Given text:
§
Species of butterfly

Charaxes pythodoris, the powder-blue charaxes, is a butterfly in the family Nymphalidae. It is found in Sierra Leone, Ivory Coast, Ghana, Nigeria, Cameroon, Gabon, the Republic of the Congo, the Central African Republic, Angola, the Democratic Republic of the Congo, Ethiopia, Uganda, Kenya, Tanzania, Malawi and Zambia.

==Description==

Ch. pythodoris. Distal margin of the hindwing uniformly rounded without tail-appendages, but shortly dentate at the extremities of the veins. Abdomen white above. Both wings above black (only the fore wing at the base of the costal margin brownish) with broad blue and white transverse band, which on the hindwing almost reaches the base, but is distally irregularly dentate and only extends a little beyond the apex of the cell. The transverse band of the forewing is similar to that of smaragdalis but begins at the middle of the hindmargin, forms large spots in la and lb and is then broken up into two spots each in cellules 2-—7. the
distal ones blue and the proximal nearly white; the proximal spot in cellule 4 is placed much nearer to the base than the rest; forewing without marginal spots; hindwing with a row of small white or bluish submarginal dots, but its marginal spots indistinct or absent. Under surface almost uniform yellow-brown with fine black transverse streaks. — pythodoris Hew. has the black marginal band on the upperside of the hindwing narrower about 10mm. in breadth at vein 6; the blue transverse band of the forewing always undivided in cellules la and lb. Angola and the southern part of the Congo region. — In nesaea Smith the black marginal band on the upperside of the hindwing is broader, about 14 mm. in breadth at vein 6; the blue spot in cellule lb of the
forewing usually more or less divided into two spots. German and British East Africa. — Both forms are very rare.
§
Directions:
• A. According to the text on the powder-blue charaxes, to which family does this butterfly belong?
• B. List every region that the powder-blue charaxes text gives as the range of either of its two named forms, pythodoris and nesaea.
• C. Extend the powder-blue charaxes text beyond its final sentence.

Extracted data:
§
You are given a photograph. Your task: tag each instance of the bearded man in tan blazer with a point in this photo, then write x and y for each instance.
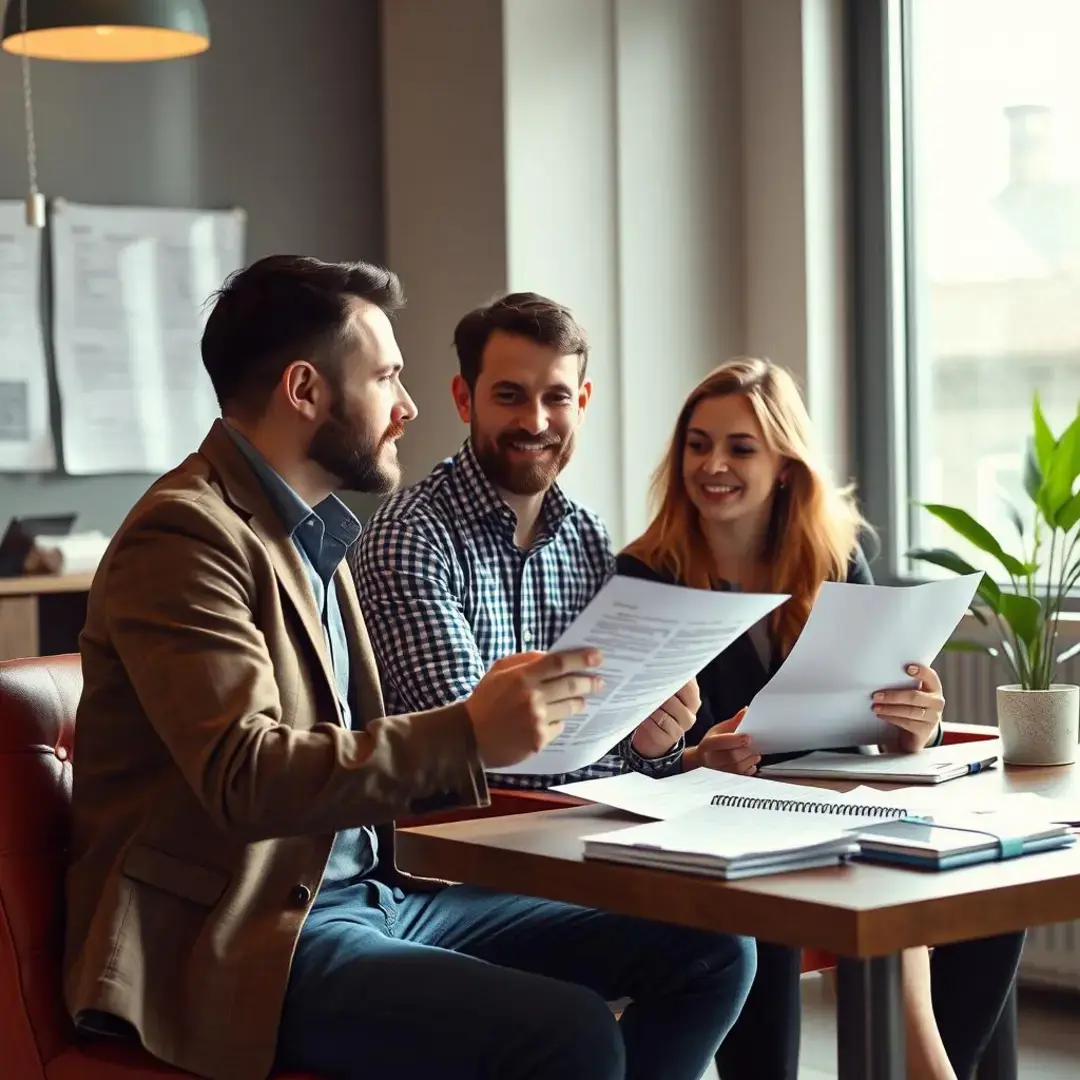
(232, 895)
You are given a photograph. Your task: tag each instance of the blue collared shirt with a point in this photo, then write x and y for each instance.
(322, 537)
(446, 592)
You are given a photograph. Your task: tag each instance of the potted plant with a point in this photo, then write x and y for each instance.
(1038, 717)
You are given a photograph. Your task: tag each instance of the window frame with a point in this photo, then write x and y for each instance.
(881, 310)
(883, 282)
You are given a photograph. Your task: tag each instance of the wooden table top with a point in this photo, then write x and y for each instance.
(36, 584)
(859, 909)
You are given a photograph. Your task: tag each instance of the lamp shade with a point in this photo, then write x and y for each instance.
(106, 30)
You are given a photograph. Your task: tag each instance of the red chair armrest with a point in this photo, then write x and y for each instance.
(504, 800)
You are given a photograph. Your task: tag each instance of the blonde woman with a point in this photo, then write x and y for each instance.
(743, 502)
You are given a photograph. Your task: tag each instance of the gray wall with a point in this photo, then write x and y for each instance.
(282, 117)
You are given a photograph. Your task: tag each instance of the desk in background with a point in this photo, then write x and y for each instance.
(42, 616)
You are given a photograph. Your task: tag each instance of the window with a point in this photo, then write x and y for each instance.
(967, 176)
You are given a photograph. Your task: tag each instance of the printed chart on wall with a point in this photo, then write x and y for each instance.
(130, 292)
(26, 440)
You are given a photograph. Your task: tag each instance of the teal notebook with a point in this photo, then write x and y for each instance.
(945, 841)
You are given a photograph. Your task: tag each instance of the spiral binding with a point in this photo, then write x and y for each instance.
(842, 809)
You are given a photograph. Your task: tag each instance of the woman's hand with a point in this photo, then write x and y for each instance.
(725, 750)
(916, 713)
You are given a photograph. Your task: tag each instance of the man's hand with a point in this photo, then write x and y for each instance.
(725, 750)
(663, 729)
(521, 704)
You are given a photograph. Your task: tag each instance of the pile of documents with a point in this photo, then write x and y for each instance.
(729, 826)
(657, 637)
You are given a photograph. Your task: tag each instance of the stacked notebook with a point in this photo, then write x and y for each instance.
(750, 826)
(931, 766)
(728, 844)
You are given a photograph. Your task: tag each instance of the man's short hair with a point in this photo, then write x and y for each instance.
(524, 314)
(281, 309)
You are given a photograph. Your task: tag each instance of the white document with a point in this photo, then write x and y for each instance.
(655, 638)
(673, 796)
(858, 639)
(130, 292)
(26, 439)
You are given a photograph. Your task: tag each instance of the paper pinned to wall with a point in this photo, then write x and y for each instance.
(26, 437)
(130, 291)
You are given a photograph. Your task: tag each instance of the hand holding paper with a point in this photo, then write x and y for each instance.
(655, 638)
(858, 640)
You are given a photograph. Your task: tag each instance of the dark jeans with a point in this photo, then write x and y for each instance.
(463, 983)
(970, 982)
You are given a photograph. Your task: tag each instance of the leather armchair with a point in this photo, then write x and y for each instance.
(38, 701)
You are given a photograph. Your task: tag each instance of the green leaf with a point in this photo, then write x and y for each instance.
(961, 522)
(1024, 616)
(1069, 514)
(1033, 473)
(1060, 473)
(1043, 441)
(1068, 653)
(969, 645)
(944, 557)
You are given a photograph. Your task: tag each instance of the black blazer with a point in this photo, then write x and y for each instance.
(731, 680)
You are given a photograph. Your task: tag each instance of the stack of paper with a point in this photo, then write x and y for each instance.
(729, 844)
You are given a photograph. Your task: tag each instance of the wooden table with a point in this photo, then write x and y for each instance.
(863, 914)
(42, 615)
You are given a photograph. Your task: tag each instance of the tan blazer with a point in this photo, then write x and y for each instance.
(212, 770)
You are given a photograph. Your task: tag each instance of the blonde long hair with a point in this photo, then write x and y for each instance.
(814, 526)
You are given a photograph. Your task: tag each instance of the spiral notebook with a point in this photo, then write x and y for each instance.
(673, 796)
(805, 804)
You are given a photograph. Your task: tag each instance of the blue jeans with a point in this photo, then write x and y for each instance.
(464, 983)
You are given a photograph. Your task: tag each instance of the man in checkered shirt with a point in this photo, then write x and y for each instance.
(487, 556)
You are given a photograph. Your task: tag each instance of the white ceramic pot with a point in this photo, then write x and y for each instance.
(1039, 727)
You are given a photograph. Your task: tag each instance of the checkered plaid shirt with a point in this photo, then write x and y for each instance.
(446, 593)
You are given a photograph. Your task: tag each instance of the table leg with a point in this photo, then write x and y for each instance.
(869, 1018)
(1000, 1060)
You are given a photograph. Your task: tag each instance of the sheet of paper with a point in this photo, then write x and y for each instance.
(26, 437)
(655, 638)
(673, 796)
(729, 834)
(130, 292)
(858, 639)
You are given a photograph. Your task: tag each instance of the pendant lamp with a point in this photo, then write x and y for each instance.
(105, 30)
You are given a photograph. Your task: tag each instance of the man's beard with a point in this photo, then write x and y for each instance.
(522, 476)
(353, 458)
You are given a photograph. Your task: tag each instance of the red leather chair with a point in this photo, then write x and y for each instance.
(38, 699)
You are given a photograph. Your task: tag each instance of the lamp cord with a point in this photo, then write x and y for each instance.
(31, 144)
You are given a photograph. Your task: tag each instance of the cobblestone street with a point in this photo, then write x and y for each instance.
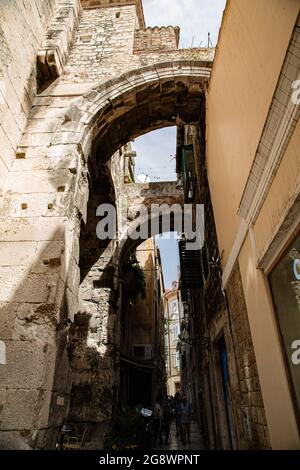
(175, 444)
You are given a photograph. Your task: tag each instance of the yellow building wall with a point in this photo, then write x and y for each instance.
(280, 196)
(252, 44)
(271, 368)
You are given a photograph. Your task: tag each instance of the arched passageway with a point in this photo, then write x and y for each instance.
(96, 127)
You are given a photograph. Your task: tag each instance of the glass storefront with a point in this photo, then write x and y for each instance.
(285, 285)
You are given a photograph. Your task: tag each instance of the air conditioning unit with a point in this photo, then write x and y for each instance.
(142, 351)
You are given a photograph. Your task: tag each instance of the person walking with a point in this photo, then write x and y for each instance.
§
Responses to the exercise:
• A. Nymphalidae

• B. Angola; the southern part of the Congo region; German East Africa; British East Africa

• C.
==Biology==
The habitat consists of drier forests, riparian forests, heavy savanna and light arid savanna (where forest-crowned hills or thickets occur).

The larvae feed on Craibia brownii, Craibia laurentii, Craibia brevicaudata and Craibia affinis.
Notes on the biology of pythodoris are given by Kielland (1990) and Larsen (1991).

==Taxonomy==
Charaxes tiridates group.

The supposed clade members are:
- Charaxes tiridates
- Charaxes numenes - similar to next
- Charaxes bipunctatus - similar to last
- Charaxes violetta
- Charaxes fuscus
- Charaxes mixtus
- Charaxes bubastis
- Charaxes albimaculatus
- Charaxes barnsi
- Charaxes bohemani
- Charaxes schoutedeni
- Charaxes monteiri
- Charaxes smaragdalis
- Charaxes xiphares
- Charaxes cithaeron
- Charaxes nandina
- Charaxes imperialis
- Charaxes ameliae
- Charaxes pythodoris
- ? Charaxes overlaeti
For a full list see Eric Vingerhoedt, 2013.

==Subspecies==
- C. p. pythodoris (Angola, north-western Zambia, Democratic Republic of the Congo, southern Ethiopia, Uganda, western Kenya, north-western Tanzania)
- C. p. davidi Plantrou, 1973 (Sierra Leone, Ivory Coast, Ghana)
- C. p. knoopae Plantrou, 1982 (western Nigeria)
- C. p. nesaea Grose-Smith, 1889 (coast of Kenya, north-eastern Tanzania) rare
- C. p. occidens van Someren, 1963 (Nigeria, Cameroon, Gabon, Congo, Central African Republic)
- C. p. pallida van Someren, 1963 (central Tanzania)
- C. p. sumbuensis Henning, 1982 (Zambia: southern Lake Tanganyika)
- C. p. ventersi Henning, 1982 (Malawi: gorges and valleys down the sides of the Zomba Plateau)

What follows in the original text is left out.